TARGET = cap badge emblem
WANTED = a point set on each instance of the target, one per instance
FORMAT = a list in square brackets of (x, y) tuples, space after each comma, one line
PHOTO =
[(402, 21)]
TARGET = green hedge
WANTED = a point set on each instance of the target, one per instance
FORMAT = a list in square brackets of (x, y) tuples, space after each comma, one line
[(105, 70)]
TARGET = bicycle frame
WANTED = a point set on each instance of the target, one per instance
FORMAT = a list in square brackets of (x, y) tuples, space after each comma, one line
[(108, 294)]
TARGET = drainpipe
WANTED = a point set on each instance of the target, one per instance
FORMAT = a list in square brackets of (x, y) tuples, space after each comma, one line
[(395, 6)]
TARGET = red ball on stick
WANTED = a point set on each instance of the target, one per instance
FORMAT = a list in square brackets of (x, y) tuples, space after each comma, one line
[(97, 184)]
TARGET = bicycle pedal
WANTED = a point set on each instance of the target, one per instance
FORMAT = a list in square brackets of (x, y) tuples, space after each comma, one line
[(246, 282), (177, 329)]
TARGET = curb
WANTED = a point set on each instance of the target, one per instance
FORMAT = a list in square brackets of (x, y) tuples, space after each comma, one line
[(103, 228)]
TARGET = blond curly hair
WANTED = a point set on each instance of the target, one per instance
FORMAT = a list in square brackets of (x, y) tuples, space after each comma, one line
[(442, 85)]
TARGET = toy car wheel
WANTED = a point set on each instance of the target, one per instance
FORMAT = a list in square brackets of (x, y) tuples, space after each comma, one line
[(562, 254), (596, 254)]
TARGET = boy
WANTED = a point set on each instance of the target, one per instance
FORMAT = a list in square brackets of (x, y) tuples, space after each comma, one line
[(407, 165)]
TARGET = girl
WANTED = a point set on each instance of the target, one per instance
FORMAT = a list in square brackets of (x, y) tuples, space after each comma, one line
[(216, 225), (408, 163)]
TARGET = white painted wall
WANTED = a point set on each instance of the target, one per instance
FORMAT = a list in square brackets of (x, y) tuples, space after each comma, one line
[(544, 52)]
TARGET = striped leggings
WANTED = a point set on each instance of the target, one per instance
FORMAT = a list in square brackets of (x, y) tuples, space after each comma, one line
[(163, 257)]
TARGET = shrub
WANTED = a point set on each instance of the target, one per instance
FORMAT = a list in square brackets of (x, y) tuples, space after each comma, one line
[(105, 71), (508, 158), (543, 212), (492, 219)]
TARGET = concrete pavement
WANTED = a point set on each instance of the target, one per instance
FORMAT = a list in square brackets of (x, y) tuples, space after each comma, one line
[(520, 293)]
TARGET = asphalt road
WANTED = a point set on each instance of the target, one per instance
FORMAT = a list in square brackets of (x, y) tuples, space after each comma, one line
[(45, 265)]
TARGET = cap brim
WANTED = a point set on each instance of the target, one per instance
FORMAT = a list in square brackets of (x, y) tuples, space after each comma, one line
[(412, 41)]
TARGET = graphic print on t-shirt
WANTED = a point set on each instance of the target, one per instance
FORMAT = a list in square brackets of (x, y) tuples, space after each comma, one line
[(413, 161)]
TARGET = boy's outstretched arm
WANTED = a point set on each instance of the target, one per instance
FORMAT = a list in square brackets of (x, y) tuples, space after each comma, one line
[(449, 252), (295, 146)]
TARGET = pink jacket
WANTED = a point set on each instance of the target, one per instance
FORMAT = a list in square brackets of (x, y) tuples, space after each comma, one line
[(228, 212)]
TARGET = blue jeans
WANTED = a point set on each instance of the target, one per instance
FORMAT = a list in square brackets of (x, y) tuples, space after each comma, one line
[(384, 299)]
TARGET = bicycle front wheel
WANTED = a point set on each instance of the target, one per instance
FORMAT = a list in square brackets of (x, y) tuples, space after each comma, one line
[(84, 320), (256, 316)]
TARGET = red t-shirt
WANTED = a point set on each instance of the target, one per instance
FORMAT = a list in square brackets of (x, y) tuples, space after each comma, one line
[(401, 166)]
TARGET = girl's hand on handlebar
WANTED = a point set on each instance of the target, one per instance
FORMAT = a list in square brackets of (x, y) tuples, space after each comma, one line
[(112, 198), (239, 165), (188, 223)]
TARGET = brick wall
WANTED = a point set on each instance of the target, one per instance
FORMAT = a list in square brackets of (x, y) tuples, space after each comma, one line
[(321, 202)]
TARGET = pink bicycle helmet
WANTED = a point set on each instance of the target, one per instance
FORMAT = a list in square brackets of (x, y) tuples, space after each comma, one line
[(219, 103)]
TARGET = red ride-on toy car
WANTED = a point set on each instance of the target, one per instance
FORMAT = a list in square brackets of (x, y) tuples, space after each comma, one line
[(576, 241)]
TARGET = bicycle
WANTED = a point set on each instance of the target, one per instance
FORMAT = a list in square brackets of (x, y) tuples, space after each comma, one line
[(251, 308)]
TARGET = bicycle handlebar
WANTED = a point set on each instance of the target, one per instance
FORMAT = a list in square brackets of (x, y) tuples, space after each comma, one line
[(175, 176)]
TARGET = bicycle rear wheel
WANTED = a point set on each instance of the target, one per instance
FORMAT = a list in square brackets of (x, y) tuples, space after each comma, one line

= Required work =
Render the lines of the records above as a Markdown table, from the line containing "TARGET = pink bicycle helmet" through the line containing "[(175, 176)]", both included. Use the column headers No. and Text, with No. holding the row number, and skip any blank lines.

= The output =
| No. | Text |
|---|---|
| 1 | TARGET = pink bicycle helmet |
| 2 | WANTED = a point set on each instance of the target, one per instance |
| 3 | FORMAT = a list in square brackets of (x, y) tuples, space after each comma, one line |
| 4 | [(219, 103)] |
| 5 | TARGET = red ride-on toy car |
| 6 | WANTED = a point set on each instance of the target, one per instance |
| 7 | FORMAT = a list in square brackets of (x, y) tuples, space after each comma, one line |
| 8 | [(576, 241)] |
| 9 | TARGET = bicycle |
| 10 | WANTED = a point set on each instance of the target, one per instance |
| 11 | FORMAT = a list in square brackets of (x, y) tuples, space after each comma, one line |
| 12 | [(251, 308)] |
| 13 | TARGET = bicycle handlebar |
| 14 | WANTED = a point set on each instance of the target, one per instance |
| 15 | FORMAT = a list in square brackets of (x, y) tuples, space after each comma, one line |
| 16 | [(175, 176)] |